## About this exercise
Your output should be the lines from the start of the data through the line containing "box: [8, 0, 46, 49]", exactly and nothing more.

Data excerpts
((
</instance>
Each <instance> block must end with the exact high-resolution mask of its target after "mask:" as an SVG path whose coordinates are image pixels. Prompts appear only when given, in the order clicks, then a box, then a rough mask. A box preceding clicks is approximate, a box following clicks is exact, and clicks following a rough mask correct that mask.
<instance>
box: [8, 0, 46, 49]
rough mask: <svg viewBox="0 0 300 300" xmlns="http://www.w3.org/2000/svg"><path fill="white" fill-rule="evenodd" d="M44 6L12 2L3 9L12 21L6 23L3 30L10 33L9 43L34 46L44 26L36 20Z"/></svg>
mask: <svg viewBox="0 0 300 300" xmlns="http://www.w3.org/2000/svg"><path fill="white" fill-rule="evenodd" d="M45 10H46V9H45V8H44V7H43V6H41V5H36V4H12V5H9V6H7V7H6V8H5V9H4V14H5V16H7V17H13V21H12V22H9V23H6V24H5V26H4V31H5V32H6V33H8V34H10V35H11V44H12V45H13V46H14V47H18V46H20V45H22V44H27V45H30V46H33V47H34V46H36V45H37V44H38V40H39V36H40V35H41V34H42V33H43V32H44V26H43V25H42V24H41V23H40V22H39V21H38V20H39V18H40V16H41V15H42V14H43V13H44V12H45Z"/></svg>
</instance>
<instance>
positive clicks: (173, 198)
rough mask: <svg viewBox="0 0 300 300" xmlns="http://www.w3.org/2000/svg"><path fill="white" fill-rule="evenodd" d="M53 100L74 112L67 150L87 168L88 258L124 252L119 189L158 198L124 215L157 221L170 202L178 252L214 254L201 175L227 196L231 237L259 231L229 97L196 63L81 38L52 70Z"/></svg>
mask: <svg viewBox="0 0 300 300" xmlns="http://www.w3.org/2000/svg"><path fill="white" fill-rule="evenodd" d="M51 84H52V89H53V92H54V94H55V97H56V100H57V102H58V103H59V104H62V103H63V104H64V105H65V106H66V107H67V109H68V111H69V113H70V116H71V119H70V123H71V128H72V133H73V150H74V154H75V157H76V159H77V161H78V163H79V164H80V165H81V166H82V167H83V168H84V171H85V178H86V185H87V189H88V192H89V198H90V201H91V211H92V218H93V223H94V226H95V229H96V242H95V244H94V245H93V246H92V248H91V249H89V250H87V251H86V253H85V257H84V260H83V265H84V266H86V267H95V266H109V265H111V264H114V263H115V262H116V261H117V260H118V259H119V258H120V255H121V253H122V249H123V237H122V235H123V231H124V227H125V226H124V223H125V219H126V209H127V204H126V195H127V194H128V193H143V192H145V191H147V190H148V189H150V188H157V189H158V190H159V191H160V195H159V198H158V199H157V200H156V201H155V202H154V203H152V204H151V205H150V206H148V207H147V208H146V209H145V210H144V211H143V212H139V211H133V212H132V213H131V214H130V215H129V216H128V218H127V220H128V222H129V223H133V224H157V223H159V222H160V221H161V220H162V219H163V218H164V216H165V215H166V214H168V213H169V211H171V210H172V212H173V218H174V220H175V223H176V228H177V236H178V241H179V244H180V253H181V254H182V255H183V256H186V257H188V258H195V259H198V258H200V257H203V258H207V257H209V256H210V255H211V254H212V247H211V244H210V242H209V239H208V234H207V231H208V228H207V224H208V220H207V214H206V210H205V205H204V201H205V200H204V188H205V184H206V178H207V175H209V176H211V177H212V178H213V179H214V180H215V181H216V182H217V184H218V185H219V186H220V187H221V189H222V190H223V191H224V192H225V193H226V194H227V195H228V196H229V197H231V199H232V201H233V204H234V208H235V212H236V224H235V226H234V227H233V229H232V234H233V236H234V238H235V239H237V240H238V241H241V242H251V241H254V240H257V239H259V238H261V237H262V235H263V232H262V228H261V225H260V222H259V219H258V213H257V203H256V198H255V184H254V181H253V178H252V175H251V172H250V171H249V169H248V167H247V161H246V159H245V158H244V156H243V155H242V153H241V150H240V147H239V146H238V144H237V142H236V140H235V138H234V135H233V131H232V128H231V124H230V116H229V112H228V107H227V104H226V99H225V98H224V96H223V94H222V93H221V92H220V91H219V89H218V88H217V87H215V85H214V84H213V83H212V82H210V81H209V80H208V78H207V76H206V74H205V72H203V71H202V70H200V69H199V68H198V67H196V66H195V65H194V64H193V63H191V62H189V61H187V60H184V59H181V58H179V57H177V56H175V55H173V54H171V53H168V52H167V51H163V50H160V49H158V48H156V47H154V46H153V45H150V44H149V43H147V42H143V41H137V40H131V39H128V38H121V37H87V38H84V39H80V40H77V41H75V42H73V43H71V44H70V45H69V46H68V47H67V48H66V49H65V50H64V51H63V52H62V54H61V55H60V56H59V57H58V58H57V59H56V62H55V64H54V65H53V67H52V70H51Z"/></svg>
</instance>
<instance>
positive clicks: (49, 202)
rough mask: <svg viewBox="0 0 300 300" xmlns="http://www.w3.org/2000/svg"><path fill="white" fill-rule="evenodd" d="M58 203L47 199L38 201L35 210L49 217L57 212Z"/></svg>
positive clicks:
))
## Written response
</instance>
Each <instance> block must end with the exact high-resolution mask of its target after "mask:" as an SVG path whose coordinates are image pixels. Prompts appear only when given, in the order clicks, then a box, then a rough mask. A box preceding clicks is approximate, a box following clicks is exact, and clicks following a rough mask correct that mask.
<instance>
box: [8, 0, 46, 49]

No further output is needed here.